*WORK INSTRUCTIONS*. Please copy out the records starting at the line that contains "For every instance of the sunlit" and ending at the line that contains "74], [5, 94]]", both included, rescaling the answer coordinates by multiplying each by 1.9 and rounding to whole numbers with halves rounded up. Leave all other lines and numbers unchanged.

Dataset rows
=-=-=

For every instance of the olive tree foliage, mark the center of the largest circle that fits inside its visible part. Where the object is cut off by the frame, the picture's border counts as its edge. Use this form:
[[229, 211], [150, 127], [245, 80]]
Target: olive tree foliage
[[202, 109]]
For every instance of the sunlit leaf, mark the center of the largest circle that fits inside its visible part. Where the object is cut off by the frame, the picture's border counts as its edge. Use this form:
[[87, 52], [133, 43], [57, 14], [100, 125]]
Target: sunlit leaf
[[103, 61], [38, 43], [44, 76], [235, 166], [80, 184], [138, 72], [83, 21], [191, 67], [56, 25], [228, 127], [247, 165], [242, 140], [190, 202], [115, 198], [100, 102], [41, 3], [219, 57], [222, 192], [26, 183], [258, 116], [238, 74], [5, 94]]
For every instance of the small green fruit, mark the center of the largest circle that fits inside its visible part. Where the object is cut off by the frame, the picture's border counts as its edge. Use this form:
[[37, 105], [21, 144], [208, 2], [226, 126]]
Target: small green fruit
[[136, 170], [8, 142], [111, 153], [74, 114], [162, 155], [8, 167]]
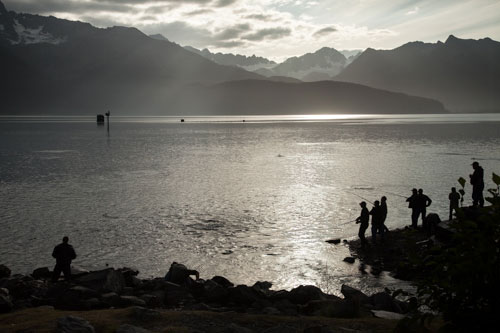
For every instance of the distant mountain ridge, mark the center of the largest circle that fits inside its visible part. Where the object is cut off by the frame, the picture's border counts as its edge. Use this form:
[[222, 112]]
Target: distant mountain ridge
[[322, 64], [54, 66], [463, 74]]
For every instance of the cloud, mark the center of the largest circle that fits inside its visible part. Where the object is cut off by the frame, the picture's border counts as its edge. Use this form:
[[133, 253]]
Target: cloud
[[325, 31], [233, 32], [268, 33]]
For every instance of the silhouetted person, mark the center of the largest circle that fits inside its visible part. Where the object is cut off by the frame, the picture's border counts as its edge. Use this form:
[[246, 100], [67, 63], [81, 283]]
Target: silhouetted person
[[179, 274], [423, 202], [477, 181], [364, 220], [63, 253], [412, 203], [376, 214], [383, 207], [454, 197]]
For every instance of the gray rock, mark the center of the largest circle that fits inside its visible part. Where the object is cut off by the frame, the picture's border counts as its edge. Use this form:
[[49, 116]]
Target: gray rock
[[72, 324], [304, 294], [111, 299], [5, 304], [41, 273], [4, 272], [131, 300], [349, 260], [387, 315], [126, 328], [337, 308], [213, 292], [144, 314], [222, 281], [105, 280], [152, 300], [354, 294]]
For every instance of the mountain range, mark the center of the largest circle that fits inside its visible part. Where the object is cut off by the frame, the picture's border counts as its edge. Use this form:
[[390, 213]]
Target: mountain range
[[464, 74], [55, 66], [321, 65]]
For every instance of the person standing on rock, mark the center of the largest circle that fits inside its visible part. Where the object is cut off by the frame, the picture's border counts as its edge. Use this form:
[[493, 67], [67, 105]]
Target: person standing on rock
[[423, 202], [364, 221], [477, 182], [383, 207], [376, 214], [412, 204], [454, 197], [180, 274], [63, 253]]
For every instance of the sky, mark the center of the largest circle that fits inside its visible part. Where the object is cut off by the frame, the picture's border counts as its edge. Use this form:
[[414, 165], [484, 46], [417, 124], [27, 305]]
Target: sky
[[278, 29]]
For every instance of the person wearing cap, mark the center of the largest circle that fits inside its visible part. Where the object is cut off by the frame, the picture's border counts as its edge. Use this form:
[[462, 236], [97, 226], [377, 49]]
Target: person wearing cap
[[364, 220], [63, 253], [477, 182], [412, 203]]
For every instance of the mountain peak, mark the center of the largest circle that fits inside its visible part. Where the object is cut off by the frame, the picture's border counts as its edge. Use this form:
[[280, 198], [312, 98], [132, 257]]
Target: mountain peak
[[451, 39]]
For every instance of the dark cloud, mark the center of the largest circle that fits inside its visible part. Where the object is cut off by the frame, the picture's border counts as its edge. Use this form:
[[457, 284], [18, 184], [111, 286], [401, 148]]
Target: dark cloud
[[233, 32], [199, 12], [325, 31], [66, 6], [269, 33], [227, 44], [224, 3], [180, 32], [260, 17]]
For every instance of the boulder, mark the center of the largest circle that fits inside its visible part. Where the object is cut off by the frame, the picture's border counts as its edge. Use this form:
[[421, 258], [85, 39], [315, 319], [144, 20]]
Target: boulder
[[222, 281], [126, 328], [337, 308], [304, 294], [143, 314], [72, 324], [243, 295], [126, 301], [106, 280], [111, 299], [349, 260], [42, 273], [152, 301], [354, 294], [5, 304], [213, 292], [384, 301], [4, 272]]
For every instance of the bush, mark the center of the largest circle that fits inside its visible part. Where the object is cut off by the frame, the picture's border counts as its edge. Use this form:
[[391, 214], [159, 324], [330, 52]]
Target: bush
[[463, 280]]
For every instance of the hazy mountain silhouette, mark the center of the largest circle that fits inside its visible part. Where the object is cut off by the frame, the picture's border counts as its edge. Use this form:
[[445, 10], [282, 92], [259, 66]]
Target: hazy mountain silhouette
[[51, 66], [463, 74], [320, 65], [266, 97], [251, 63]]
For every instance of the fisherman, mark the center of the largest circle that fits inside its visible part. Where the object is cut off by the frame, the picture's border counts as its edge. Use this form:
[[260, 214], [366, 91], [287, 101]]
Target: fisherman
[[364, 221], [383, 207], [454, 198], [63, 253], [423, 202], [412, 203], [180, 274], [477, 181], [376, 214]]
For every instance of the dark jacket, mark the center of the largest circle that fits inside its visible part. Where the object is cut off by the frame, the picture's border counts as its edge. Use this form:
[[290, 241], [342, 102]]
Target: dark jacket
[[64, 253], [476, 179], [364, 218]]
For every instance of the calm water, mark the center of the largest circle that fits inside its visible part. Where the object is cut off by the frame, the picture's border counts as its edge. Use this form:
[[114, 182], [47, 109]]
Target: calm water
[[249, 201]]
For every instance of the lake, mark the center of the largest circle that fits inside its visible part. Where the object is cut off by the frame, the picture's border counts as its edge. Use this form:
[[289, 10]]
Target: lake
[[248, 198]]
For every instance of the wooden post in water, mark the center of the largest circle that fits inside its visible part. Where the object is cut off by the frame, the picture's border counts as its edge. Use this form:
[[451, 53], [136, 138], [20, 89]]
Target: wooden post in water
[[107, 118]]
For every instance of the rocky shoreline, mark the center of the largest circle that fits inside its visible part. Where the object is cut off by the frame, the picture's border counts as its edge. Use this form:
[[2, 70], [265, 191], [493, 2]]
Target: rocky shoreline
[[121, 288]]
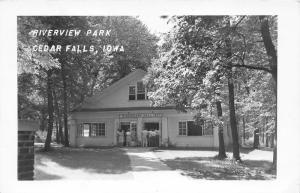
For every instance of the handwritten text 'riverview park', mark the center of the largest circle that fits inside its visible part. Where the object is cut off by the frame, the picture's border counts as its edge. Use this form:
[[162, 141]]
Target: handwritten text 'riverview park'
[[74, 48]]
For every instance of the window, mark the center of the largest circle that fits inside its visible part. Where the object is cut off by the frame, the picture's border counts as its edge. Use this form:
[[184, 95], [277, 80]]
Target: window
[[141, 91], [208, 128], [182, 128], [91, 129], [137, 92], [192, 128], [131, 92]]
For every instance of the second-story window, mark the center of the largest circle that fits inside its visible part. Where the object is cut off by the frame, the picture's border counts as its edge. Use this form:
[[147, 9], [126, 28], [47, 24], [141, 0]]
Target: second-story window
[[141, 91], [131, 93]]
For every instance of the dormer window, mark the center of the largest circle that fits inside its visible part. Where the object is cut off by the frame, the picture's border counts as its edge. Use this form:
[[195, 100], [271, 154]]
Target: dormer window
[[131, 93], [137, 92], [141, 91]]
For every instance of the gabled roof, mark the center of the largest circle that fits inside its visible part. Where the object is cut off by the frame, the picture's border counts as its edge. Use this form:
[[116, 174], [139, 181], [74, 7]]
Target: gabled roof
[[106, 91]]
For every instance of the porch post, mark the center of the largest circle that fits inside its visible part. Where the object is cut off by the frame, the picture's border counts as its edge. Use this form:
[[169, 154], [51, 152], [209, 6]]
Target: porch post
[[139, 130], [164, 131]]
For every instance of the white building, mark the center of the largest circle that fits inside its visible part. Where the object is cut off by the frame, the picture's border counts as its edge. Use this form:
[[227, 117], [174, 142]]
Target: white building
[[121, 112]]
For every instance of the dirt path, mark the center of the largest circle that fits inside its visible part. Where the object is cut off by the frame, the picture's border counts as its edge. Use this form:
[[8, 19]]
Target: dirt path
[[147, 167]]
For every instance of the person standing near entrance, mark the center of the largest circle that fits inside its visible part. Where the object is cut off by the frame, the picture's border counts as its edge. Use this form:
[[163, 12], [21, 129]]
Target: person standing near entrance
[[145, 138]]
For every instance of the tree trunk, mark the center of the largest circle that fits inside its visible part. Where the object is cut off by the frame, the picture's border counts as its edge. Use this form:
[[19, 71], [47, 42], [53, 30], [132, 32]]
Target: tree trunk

=-=-=

*THE OUTPUT*.
For every instance of the sunlit leaf, mark the center of the largest circle that fits inside its visible part. Where the object is cut off by the frame, the picture's border counts as its edge. Use this form:
[[87, 52], [133, 43], [57, 14], [100, 125]]
Target: sunlit leaf
[[196, 116], [72, 82], [84, 144], [447, 315], [152, 350], [262, 137], [158, 40], [363, 127], [106, 48], [433, 241], [469, 314], [460, 266], [361, 384], [219, 376], [190, 194], [78, 6], [416, 108], [422, 365], [49, 348], [490, 220], [452, 141], [10, 179]]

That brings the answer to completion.